Ik ben een Chinees, maar mag ik ook verliefd zijn op hiphop?
Doen Aziatische hiphopartiesten niet eigenlijk aan culturele diefstal? Belgische journalist en hiphopfan Kevin Lau gaat op onderzoek.
Het moet nogal een zicht geweest zijn. Een kleine, mollige Chinees die meedeint op de flow van Nas, opgezogen wordt door de boze waarheid van 2Pac, en hopeloos over zijn woorden struikelt wanneer hij probeert te rappen op Eminem. Maar ludieke scenario’s terzijde: heb ik wel het recht om een voorliefde te hebben voor hiphop? Want is Aziatische hiphop niet eigenlijk een vorm van culturele toe-eigening?
Die mollige Chinees was ik, zestien jaar geleden. 12-jarige Kevin luisterde namelijk naar heel wat muziek, maar was hopeloos geobsedeerd door twee genres in het bijzonder: rock en hiphop. Het eerste kreeg ik mee van mijn overwegend witte vriendenkring, want laten we eerlijk zijn: welke middenklasse-papa luistert er niet graag naar Queen, Pink Floyd en Led Zeppelin. Maar mijn voorliefde voor hiphop was iets van mij. Niet geërfd van een oudere broer of beïnvloed door vrienden, maar iets waar ík helemaal weg van was. Nochtans had een simpele Belgisch-Chinese jongen daar niet veel te zoeken op het eerste gezicht. De artiesten waar ik naar opkeek leken in de verste verte niet op mijn oosterse zelve, en ze leefden vaak in gevaarlijke omstandigheden die in schril contrast stonden met mijn braaf, geborgen leventje.
Waarom ramde ik dan liever straattaal door mijn hoofdtelefoon dan de zoete Cantopop (lees: heerlijk melige pop uit Hongkong) waar mijn ouders naar luisterden? Deels uit persoonlijke smaak uiteraard, en over smaken en kleuren valt niet te twisten. Maar vooral ook omdat ik, ondanks duidelijke verschillen in levensstijl en cultuur, resoneerde met de manier waarop Pac en Biggie hun verhaal vertelden. Vanuit een plaats van onderdrukking wisten ze uitstekend hun emoties en frustraties om te zetten in muziek. En zonder hiphop hadden ze hun verhaal wellicht nooit kunnen brengen. Een creatieve uitlaatklep voor een misbegrepen en ondervertegenwoordigde bevolkingsgroep.

++++++

→ WAT WORDT VERWACHT:
Beoordeel of elke uitspraak klopt met het bronfragment en antwoord met ja of nee, gevolgd door de beslissende woorden uit het bronfragment als letterlijk citaat. (a) Op zijn twaalfde was Kevin vooral bezeten van rock en hiphop. (b) Zijn liefde voor hiphop kreeg hij mee van een oudere broer. (c) Zijn ouders luisterden naar Cantopop. De regels spelen hierbij geen enkele rol.

→ INGEVOERDE REGELS:

++++++

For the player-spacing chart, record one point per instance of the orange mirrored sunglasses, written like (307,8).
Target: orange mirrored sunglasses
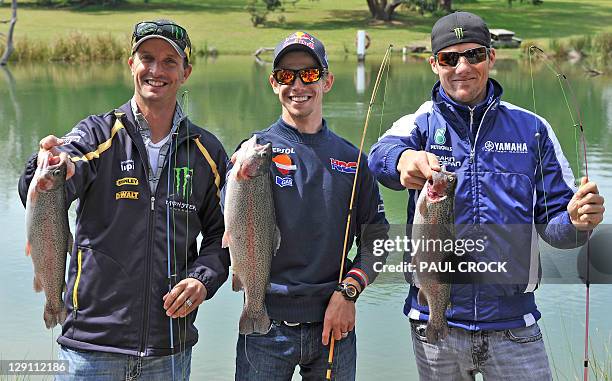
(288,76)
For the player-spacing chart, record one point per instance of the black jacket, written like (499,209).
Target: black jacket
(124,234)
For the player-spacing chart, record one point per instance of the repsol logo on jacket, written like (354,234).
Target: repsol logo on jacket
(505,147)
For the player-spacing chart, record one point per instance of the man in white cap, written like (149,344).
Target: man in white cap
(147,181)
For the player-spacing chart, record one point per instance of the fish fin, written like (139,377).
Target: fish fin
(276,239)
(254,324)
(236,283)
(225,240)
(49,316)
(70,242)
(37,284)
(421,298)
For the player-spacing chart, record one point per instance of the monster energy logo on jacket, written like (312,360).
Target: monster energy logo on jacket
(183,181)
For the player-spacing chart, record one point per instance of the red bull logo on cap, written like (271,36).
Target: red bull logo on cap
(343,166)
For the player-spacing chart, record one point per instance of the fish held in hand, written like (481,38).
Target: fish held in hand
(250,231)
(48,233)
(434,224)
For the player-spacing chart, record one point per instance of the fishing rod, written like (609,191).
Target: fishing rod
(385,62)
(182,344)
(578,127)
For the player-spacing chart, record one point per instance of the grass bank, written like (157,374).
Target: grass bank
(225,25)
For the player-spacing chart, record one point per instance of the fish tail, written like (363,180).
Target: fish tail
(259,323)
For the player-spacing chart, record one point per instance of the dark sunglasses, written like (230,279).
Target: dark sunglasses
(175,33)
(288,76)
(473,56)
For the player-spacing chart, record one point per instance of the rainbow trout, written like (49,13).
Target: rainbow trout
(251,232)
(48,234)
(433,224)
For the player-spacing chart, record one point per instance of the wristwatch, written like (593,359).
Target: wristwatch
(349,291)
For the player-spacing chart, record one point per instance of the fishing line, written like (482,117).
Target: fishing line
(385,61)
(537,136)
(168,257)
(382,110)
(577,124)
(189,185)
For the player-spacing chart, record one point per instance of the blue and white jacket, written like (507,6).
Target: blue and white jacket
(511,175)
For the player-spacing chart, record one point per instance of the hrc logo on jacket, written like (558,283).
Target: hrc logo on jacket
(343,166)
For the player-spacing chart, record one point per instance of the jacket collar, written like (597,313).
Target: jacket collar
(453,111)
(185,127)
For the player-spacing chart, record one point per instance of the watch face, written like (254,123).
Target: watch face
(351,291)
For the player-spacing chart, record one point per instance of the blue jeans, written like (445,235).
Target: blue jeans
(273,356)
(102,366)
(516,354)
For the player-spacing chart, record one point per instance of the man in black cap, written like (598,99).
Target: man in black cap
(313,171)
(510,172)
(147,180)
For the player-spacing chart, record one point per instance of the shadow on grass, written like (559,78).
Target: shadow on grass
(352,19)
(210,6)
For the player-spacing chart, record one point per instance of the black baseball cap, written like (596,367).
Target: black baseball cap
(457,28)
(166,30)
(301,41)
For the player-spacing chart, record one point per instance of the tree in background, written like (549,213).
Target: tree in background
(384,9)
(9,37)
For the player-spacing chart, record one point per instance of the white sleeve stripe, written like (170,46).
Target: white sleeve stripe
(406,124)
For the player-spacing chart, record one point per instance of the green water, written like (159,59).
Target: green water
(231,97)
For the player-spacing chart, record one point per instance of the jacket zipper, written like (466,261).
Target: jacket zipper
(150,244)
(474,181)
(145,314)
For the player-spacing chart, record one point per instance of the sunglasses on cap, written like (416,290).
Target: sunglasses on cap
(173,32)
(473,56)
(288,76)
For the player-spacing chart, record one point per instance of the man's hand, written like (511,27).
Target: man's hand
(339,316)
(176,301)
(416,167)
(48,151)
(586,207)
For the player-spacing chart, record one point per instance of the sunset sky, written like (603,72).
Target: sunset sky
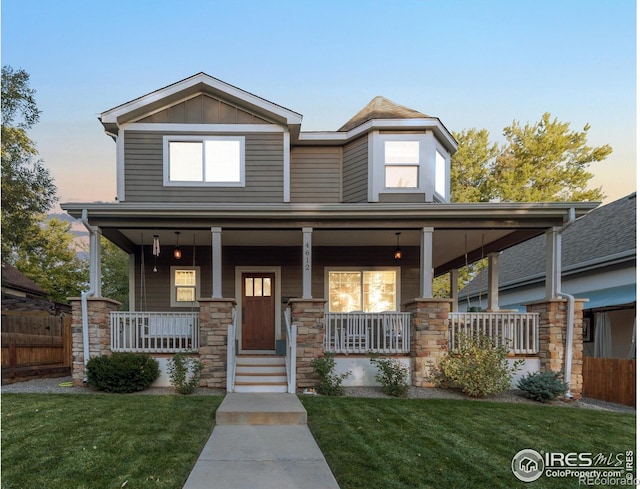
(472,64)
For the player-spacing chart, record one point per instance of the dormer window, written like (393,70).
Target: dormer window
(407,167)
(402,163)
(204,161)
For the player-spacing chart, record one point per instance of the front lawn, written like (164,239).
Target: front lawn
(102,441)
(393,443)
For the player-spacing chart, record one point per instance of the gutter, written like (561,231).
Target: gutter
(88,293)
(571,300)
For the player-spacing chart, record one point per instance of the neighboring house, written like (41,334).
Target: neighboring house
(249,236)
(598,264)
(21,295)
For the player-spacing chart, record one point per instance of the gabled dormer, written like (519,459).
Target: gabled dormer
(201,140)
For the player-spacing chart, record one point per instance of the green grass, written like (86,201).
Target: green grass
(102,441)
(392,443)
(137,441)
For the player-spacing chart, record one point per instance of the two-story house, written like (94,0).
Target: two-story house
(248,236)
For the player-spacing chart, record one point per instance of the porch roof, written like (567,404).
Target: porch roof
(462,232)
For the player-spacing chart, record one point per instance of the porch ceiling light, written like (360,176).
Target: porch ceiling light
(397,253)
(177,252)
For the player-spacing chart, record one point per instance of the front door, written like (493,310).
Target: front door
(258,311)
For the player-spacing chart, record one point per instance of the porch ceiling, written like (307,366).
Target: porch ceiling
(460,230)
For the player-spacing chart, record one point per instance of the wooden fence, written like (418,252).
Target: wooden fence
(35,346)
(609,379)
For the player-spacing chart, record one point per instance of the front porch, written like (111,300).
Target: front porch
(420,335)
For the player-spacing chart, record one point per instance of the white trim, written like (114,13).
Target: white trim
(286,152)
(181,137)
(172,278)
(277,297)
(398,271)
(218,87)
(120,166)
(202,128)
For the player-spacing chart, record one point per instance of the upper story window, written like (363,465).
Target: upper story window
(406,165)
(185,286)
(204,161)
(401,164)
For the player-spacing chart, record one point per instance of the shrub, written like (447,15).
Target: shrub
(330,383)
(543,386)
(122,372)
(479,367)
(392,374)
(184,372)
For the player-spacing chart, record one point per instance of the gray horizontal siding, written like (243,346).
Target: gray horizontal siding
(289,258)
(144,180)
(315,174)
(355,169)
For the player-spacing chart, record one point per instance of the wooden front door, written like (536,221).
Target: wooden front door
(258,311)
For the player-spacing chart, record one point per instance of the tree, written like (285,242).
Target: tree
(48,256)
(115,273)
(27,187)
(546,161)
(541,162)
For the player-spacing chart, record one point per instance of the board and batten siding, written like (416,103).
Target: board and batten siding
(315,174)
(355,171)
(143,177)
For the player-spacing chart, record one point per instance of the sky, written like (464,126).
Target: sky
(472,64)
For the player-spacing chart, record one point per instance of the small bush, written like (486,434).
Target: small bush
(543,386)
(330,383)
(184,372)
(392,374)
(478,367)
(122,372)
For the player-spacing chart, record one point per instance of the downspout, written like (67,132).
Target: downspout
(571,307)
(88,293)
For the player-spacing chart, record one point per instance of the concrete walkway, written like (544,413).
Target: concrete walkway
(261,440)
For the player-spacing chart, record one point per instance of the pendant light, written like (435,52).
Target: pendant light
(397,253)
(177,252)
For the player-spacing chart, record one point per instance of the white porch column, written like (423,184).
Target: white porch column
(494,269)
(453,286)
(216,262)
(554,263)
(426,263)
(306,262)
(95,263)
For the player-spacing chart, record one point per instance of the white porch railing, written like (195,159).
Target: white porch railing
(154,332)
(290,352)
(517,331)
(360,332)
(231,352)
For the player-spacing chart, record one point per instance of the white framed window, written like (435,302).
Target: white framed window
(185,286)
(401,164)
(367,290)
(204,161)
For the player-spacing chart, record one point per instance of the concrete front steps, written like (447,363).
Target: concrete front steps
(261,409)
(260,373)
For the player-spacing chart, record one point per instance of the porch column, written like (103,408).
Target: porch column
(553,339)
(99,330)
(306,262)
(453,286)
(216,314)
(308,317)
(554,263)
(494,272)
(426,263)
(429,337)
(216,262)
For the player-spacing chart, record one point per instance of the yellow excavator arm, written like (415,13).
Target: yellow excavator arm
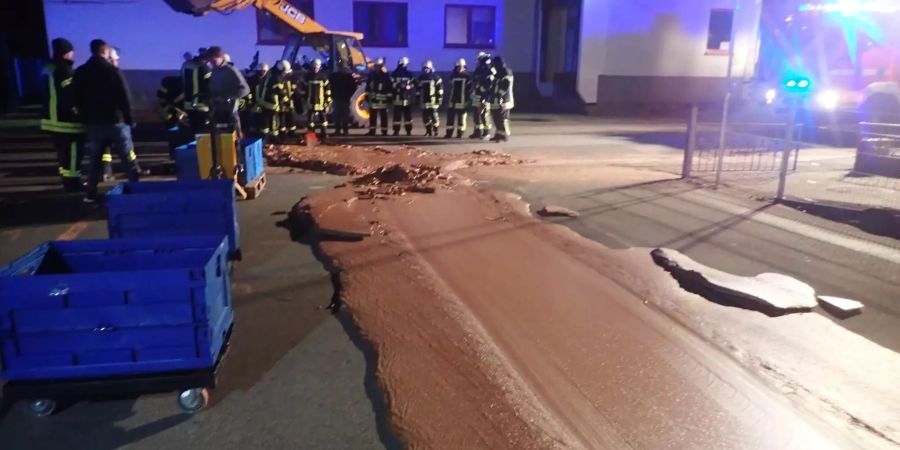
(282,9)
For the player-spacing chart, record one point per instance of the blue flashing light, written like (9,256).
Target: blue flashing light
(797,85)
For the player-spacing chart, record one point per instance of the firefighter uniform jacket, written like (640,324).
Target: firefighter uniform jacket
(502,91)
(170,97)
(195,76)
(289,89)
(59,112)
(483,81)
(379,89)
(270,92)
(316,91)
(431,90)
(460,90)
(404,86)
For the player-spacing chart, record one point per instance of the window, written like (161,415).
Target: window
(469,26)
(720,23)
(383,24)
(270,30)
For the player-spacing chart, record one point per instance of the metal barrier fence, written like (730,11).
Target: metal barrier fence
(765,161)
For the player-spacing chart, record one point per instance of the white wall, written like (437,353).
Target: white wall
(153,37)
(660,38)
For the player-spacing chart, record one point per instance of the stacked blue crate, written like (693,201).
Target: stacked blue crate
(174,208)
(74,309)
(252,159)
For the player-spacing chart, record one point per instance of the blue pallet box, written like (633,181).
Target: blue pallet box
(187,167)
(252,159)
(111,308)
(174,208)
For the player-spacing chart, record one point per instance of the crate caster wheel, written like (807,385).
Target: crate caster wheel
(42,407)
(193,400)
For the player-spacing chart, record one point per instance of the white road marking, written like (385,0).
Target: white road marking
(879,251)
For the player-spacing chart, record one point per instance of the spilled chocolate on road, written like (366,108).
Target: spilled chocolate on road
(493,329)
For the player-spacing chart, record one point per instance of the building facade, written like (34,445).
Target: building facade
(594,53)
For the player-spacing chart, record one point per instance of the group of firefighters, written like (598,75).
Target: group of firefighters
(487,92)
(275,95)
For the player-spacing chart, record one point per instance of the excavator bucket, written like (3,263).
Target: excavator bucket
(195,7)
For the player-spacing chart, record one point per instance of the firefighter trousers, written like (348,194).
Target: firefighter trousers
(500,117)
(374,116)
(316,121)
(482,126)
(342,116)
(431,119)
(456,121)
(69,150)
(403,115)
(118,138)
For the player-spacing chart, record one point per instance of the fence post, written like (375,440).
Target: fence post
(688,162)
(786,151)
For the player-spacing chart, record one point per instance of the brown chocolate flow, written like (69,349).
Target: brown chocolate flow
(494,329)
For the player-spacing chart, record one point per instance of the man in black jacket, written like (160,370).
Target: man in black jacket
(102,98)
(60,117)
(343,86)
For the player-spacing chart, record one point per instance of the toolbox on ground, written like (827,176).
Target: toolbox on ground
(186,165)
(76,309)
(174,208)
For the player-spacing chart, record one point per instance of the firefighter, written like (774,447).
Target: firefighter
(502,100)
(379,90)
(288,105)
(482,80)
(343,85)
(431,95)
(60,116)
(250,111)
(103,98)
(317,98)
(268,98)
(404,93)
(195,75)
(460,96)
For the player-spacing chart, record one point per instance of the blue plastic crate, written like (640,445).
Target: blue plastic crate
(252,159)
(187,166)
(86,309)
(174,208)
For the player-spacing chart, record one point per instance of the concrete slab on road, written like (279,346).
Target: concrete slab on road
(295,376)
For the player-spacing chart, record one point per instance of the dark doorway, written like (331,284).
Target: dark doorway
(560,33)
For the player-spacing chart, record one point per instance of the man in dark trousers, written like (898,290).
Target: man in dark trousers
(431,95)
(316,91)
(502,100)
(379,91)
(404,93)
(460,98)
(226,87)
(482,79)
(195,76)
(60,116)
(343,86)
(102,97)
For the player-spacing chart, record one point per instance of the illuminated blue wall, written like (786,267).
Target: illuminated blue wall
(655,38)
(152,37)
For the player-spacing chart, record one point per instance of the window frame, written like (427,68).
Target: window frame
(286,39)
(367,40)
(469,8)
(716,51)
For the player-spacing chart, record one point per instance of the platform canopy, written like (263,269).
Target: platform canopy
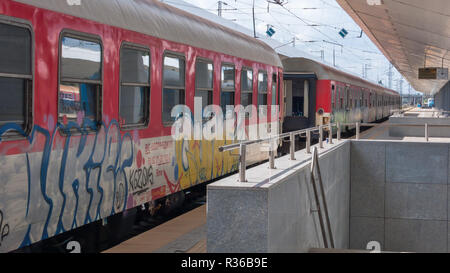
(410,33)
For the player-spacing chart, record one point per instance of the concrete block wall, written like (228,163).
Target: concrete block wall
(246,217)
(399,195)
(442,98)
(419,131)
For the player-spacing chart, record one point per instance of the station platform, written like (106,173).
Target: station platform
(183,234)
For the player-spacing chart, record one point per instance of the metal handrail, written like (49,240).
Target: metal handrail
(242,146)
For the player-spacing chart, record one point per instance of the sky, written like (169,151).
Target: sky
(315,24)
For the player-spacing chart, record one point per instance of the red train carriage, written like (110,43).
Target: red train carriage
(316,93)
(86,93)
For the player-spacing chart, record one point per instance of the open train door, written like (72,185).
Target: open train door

++++++

→ UITGEWERKTE OPDRACHT:
(a) Ja: "12-jarige Kevin luisterde namelijk naar heel wat muziek, maar was hopeloos geobsedeerd door twee genres in het bijzonder: rock en hiphop."
(b) Nee: "Niet geërfd van een oudere broer of beïnvloed door vrienden"
(c) Ja: "de zoete Cantopop (lees: heerlijk melige pop uit Hongkong) waar mijn ouders naar luisterden"